## What is expected
Pick out each line in the data below that contains the word "black", and copy those lines.

══ Records for this task

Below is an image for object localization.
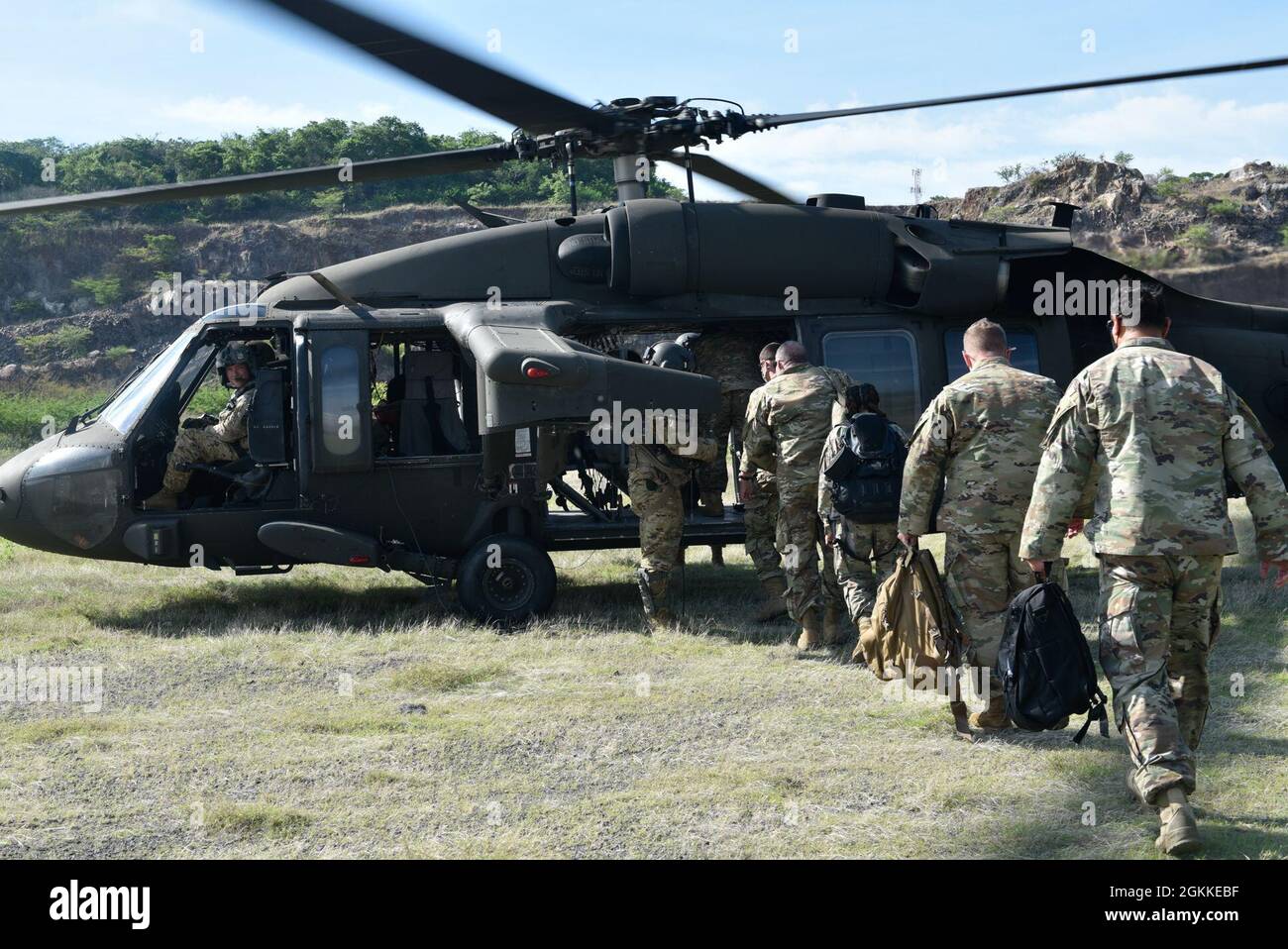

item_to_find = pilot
[143,340,268,510]
[627,340,717,631]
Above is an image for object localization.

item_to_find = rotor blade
[0,142,518,218]
[266,0,612,134]
[747,56,1288,129]
[658,152,800,205]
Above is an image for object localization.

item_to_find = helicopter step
[257,520,458,580]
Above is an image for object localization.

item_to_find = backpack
[823,412,909,524]
[996,580,1109,744]
[854,550,971,738]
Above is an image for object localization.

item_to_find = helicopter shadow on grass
[553,563,793,645]
[81,580,459,639]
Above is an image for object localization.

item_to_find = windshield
[99,323,201,434]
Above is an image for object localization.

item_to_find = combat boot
[823,606,846,647]
[755,577,787,623]
[139,488,179,511]
[1154,787,1203,856]
[796,606,823,649]
[850,617,872,666]
[970,695,1012,731]
[638,568,675,632]
[698,490,724,518]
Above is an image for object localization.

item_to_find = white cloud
[156,95,327,132]
[665,93,1288,205]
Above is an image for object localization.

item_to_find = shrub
[1180,224,1216,250]
[18,326,94,364]
[1207,198,1243,220]
[997,162,1021,184]
[121,235,179,276]
[72,276,125,306]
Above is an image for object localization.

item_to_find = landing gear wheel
[456,534,555,624]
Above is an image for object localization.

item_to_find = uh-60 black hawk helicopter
[0,0,1288,619]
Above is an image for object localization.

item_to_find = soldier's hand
[1261,560,1288,589]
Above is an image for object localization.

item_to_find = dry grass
[0,504,1288,858]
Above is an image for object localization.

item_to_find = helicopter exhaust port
[599,196,894,299]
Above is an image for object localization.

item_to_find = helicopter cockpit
[109,305,290,508]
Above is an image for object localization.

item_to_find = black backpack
[995,582,1109,744]
[823,412,909,524]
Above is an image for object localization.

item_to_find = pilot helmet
[644,340,693,372]
[215,340,275,389]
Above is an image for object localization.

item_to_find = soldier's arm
[742,399,778,472]
[738,389,760,477]
[1020,376,1100,560]
[1221,387,1288,562]
[210,390,255,442]
[899,394,956,536]
[818,428,845,529]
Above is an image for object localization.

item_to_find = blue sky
[0,0,1288,203]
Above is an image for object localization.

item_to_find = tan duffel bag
[854,550,971,737]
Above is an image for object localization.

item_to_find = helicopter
[0,0,1288,622]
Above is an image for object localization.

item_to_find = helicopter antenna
[567,139,577,218]
[613,152,648,201]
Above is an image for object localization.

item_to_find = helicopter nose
[0,450,27,537]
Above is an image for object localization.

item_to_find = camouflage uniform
[746,366,850,623]
[161,382,255,494]
[899,357,1064,725]
[818,412,909,627]
[692,332,761,507]
[738,385,786,583]
[1020,338,1288,802]
[627,414,716,622]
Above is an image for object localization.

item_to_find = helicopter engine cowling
[604,198,894,299]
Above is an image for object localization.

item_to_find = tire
[456,534,555,626]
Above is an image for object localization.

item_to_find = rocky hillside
[0,205,555,382]
[0,156,1288,385]
[934,158,1288,305]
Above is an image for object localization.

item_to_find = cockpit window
[99,323,201,434]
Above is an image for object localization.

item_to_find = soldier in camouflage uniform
[818,382,909,651]
[627,341,716,630]
[899,319,1064,729]
[1020,288,1288,854]
[743,341,850,649]
[678,332,761,518]
[738,343,787,623]
[143,340,268,510]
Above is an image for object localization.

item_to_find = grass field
[0,496,1288,858]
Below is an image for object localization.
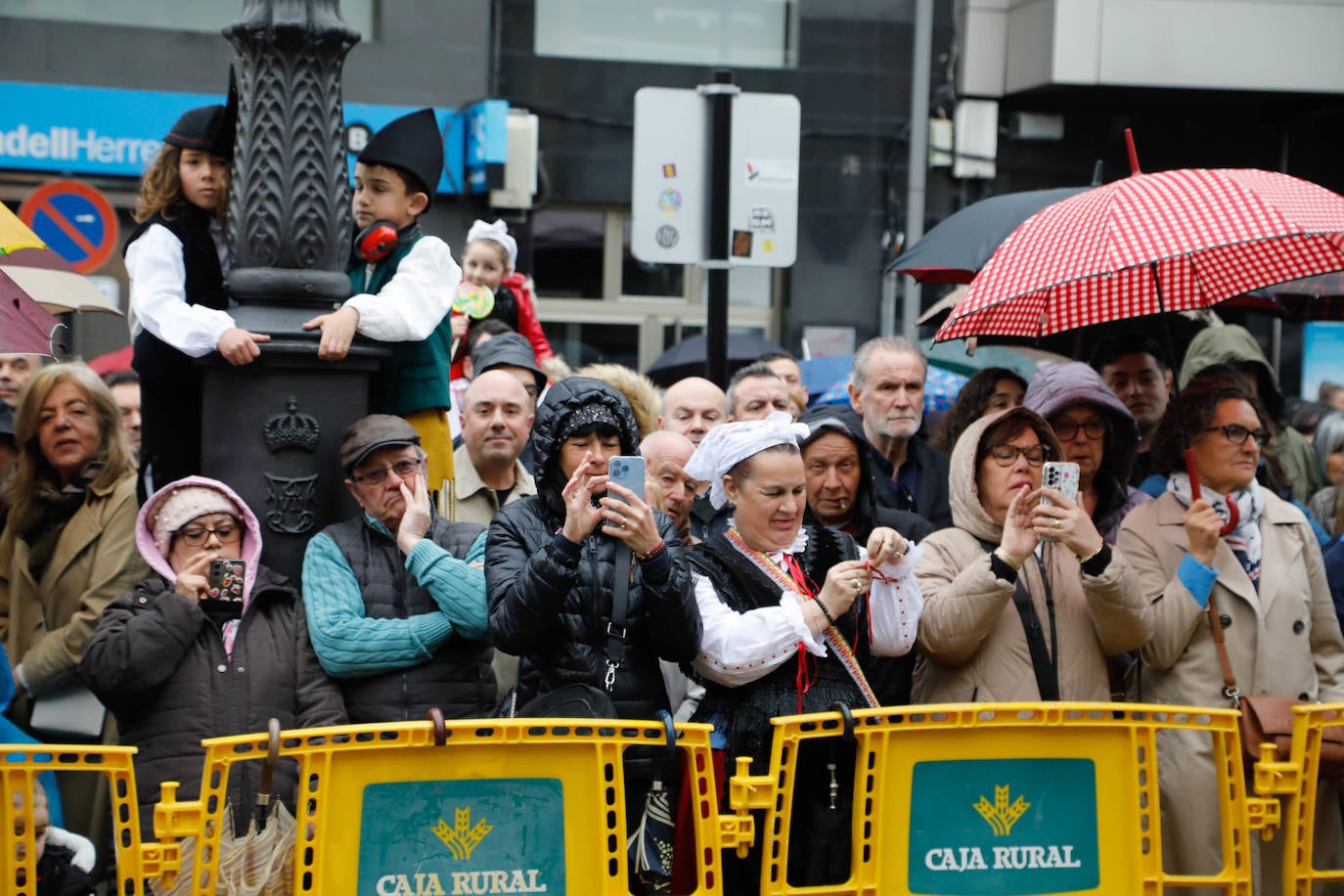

════

## Full response
item_to_find = uh-60 black hawk helicopter
item_to_find = black backpack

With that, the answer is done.